***** RECORDS PROVIDED
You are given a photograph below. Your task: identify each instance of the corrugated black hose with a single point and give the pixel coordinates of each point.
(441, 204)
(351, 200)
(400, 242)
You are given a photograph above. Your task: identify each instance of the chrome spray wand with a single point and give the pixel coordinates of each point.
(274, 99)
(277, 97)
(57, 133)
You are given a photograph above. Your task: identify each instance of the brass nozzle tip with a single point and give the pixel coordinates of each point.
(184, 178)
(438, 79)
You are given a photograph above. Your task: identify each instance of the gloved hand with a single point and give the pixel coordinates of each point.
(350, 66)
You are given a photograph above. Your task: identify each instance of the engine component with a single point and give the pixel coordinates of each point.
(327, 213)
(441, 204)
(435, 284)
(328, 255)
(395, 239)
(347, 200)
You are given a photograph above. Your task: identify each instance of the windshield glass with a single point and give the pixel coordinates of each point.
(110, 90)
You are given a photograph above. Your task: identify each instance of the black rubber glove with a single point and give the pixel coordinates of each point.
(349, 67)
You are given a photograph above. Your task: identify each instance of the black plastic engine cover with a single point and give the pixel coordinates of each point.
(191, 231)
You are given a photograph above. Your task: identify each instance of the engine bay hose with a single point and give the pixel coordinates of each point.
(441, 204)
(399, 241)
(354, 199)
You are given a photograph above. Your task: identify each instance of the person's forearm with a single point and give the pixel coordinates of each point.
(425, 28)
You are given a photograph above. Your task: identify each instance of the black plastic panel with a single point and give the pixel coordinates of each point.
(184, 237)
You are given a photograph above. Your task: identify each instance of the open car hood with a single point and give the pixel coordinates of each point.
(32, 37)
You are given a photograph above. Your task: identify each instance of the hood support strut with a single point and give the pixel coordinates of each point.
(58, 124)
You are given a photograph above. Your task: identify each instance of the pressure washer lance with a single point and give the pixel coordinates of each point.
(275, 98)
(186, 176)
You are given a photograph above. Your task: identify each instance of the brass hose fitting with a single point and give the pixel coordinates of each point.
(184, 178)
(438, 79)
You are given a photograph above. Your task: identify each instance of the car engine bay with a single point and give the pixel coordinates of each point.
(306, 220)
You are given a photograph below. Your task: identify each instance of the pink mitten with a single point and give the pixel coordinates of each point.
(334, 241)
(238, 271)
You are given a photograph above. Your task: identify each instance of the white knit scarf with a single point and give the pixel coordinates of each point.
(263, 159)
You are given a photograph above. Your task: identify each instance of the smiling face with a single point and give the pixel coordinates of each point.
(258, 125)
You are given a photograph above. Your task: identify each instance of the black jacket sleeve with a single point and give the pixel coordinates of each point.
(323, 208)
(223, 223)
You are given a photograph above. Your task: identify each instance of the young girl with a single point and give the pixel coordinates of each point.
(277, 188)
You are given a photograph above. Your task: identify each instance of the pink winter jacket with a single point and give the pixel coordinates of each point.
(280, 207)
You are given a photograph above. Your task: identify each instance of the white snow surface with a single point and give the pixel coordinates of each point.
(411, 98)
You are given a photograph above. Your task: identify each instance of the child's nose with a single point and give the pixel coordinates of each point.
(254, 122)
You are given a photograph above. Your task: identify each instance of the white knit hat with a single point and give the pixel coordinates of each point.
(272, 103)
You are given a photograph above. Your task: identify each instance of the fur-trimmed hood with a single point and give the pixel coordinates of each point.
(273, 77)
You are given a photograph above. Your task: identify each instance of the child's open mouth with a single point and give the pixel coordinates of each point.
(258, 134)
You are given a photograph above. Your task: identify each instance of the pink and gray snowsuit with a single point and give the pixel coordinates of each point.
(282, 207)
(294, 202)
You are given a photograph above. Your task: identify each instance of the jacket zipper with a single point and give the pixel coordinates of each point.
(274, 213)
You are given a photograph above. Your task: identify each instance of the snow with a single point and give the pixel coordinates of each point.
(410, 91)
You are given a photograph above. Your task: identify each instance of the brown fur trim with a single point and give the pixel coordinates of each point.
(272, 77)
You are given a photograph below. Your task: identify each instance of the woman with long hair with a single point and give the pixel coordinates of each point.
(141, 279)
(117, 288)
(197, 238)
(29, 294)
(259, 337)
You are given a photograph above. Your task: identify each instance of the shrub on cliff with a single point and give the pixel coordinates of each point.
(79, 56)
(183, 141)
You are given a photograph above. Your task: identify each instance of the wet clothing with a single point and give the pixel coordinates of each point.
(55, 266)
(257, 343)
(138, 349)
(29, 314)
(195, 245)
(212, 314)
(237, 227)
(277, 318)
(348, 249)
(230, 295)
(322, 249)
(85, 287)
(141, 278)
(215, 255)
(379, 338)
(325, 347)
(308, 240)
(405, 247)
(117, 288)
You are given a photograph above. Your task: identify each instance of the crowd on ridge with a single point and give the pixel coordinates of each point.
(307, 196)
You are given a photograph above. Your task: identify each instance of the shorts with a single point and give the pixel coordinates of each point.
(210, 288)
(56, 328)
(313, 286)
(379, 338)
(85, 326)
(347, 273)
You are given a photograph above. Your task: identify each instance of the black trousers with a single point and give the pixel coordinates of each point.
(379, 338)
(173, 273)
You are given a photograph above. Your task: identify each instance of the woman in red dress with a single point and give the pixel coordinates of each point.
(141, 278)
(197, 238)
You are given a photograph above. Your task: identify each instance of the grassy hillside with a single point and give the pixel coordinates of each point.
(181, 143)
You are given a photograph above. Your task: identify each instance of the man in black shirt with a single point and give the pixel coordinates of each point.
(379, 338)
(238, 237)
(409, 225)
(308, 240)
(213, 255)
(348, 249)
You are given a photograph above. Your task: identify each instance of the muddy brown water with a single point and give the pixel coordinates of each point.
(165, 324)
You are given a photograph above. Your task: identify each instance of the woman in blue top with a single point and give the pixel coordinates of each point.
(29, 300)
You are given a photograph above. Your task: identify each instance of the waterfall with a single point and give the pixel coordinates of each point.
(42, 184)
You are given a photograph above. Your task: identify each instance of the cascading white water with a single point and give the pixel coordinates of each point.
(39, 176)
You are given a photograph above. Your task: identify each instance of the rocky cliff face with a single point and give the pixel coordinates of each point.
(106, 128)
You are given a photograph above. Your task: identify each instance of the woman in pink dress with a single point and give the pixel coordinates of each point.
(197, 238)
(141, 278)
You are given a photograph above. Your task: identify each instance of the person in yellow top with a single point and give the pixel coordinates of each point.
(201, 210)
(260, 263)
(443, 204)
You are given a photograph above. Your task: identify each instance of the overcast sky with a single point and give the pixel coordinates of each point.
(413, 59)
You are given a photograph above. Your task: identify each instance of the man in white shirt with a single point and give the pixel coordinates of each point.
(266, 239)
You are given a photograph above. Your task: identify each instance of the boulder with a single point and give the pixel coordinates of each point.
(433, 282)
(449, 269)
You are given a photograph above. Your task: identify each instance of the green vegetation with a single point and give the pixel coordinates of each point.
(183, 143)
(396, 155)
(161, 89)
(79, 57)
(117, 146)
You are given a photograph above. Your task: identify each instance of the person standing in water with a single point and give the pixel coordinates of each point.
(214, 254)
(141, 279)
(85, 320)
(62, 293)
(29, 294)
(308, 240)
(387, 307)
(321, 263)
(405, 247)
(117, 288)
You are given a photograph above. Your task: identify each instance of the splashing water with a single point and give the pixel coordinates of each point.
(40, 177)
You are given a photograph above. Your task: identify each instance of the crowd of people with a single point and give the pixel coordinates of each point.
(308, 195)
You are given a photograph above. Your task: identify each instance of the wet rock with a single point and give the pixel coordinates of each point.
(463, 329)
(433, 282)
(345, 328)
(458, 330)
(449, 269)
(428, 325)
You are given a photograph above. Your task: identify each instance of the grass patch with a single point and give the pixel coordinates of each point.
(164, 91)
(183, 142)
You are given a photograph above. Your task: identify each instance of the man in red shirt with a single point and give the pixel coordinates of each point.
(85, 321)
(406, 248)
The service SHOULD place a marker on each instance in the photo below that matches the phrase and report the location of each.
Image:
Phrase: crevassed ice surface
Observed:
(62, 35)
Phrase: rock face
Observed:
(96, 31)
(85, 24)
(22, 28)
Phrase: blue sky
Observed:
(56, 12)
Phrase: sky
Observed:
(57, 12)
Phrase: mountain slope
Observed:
**********
### TRY IT
Only what runs from the line containing "Phrase: blue sky" through the final line of the entries above belongs in the answer, restated exactly.

### ANSWER BOX
Phrase: blue sky
Observed:
(56, 12)
Phrase: sky
Observed:
(57, 12)
Phrase: mountain slope
Observed:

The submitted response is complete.